_TO DO_
Among the entries, which lines carry the string "post"? Copy every one.

Referring expression pointing data:
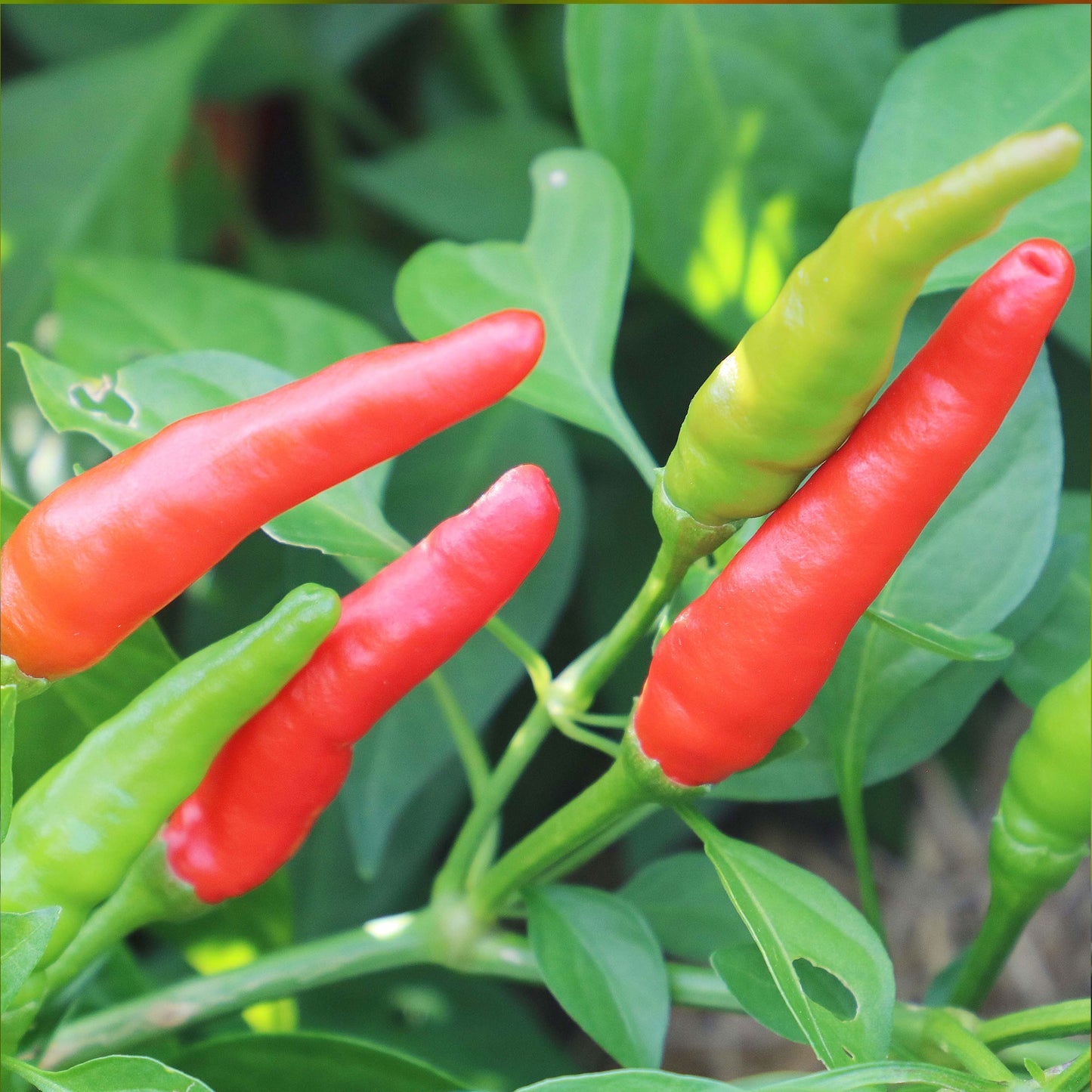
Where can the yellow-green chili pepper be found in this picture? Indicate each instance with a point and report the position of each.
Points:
(76, 832)
(805, 373)
(1041, 830)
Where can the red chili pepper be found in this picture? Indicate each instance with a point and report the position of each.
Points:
(270, 782)
(110, 549)
(741, 665)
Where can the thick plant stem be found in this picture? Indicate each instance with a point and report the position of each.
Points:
(1047, 1021)
(853, 812)
(402, 940)
(604, 804)
(574, 689)
(988, 954)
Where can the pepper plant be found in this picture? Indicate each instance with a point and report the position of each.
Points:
(344, 270)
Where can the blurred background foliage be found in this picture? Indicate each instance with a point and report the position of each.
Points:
(314, 150)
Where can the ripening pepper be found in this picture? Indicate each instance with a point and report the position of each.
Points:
(1041, 830)
(805, 373)
(744, 660)
(273, 778)
(110, 547)
(76, 831)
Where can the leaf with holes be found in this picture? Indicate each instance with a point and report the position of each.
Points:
(571, 269)
(824, 959)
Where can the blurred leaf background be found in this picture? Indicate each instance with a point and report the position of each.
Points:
(245, 194)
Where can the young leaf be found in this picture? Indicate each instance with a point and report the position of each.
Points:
(827, 962)
(601, 960)
(973, 648)
(682, 900)
(23, 939)
(991, 78)
(734, 128)
(309, 1060)
(114, 1074)
(571, 269)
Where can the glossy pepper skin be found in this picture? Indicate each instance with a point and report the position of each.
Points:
(76, 831)
(806, 372)
(110, 547)
(1041, 830)
(744, 660)
(269, 784)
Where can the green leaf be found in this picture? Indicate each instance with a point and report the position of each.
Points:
(571, 269)
(8, 702)
(925, 635)
(807, 932)
(1074, 323)
(970, 568)
(116, 311)
(743, 969)
(682, 900)
(438, 478)
(140, 399)
(989, 79)
(734, 129)
(1062, 642)
(114, 1074)
(466, 183)
(23, 940)
(88, 157)
(601, 960)
(307, 1060)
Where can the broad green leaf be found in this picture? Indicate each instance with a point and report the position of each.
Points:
(734, 129)
(743, 969)
(23, 940)
(466, 183)
(116, 311)
(970, 568)
(571, 269)
(138, 400)
(925, 635)
(631, 1080)
(431, 483)
(88, 157)
(601, 960)
(682, 900)
(809, 936)
(309, 1060)
(868, 1077)
(989, 79)
(1060, 643)
(1074, 323)
(114, 1074)
(8, 702)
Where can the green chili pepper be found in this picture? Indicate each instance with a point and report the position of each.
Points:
(76, 832)
(806, 372)
(1041, 830)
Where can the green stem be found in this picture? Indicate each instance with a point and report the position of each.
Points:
(604, 804)
(402, 940)
(988, 954)
(574, 691)
(944, 1030)
(851, 797)
(1075, 1077)
(1047, 1021)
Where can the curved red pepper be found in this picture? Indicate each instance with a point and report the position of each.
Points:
(113, 546)
(741, 665)
(270, 782)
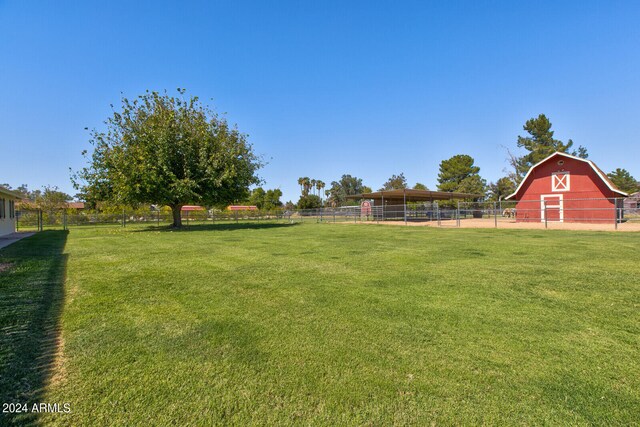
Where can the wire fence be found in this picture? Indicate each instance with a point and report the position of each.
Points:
(547, 212)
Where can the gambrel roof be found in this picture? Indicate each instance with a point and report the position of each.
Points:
(603, 176)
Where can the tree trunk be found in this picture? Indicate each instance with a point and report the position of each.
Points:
(177, 216)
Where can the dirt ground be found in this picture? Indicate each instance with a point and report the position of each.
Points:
(510, 223)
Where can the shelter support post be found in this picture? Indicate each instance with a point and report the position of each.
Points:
(404, 195)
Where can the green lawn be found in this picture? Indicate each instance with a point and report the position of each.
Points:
(323, 325)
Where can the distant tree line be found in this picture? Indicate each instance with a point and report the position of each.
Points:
(172, 150)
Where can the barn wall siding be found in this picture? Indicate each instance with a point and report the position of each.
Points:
(584, 184)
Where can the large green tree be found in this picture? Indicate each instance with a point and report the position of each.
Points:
(459, 174)
(347, 186)
(624, 181)
(420, 186)
(395, 182)
(539, 144)
(266, 200)
(168, 150)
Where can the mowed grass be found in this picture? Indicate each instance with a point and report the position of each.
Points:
(347, 325)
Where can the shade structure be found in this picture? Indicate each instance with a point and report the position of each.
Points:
(399, 197)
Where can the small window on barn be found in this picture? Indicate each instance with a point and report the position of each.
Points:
(560, 181)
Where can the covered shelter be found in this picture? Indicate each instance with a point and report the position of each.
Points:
(393, 204)
(402, 196)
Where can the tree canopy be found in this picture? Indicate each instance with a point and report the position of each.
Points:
(539, 144)
(347, 186)
(420, 186)
(266, 200)
(459, 174)
(624, 181)
(168, 150)
(396, 182)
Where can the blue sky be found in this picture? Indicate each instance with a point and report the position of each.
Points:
(326, 88)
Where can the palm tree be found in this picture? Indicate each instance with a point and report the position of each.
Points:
(319, 186)
(313, 186)
(306, 185)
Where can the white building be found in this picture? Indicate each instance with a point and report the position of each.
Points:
(8, 201)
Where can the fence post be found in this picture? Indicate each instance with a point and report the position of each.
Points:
(404, 192)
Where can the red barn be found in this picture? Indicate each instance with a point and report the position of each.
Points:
(566, 188)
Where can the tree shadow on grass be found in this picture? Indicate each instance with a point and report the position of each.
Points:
(31, 302)
(218, 227)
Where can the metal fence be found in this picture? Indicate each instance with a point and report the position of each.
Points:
(549, 212)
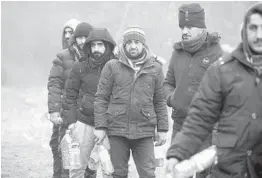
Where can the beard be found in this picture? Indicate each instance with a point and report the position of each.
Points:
(97, 55)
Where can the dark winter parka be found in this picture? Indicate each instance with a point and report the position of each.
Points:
(131, 104)
(59, 73)
(185, 72)
(83, 81)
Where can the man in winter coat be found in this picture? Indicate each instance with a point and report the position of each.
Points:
(130, 105)
(230, 94)
(82, 85)
(68, 31)
(56, 84)
(191, 57)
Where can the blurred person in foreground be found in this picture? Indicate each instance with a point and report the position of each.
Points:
(190, 59)
(230, 94)
(56, 84)
(82, 85)
(130, 105)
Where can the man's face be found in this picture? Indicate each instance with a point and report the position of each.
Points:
(97, 49)
(134, 48)
(190, 32)
(68, 32)
(81, 41)
(254, 33)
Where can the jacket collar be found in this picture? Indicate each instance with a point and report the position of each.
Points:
(212, 38)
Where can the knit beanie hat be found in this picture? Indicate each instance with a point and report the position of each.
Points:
(83, 29)
(134, 33)
(192, 15)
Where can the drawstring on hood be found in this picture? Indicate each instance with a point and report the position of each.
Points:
(251, 57)
(71, 23)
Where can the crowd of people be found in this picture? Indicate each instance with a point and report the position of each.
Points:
(119, 98)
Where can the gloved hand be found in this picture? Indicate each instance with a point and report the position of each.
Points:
(170, 166)
(55, 118)
(100, 135)
(160, 138)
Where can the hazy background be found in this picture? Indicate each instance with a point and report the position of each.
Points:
(31, 31)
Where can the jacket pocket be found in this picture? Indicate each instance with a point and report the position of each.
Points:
(114, 114)
(150, 115)
(87, 105)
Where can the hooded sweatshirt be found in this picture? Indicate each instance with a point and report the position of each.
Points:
(72, 23)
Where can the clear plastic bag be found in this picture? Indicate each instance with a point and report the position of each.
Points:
(105, 159)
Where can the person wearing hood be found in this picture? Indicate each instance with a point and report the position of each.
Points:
(56, 84)
(230, 94)
(130, 105)
(68, 31)
(81, 86)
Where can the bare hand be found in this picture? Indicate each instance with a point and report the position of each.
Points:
(55, 118)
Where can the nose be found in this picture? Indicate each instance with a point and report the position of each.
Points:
(83, 40)
(133, 45)
(185, 30)
(259, 32)
(67, 35)
(96, 48)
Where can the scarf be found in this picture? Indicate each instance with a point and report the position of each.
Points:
(252, 57)
(194, 44)
(100, 62)
(135, 63)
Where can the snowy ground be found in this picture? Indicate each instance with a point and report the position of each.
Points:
(24, 134)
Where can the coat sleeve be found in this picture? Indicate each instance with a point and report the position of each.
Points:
(170, 80)
(55, 85)
(160, 103)
(203, 113)
(102, 97)
(72, 88)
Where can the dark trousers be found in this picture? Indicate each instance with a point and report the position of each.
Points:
(176, 128)
(142, 151)
(57, 135)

_EXERCISE SOLUTION_
Where can the shelter support post be found in this picture? Indicate each instance with a point and report the position of each.
Where can the fence post be found in this picture? Indicate each instance with a point and report the position of each.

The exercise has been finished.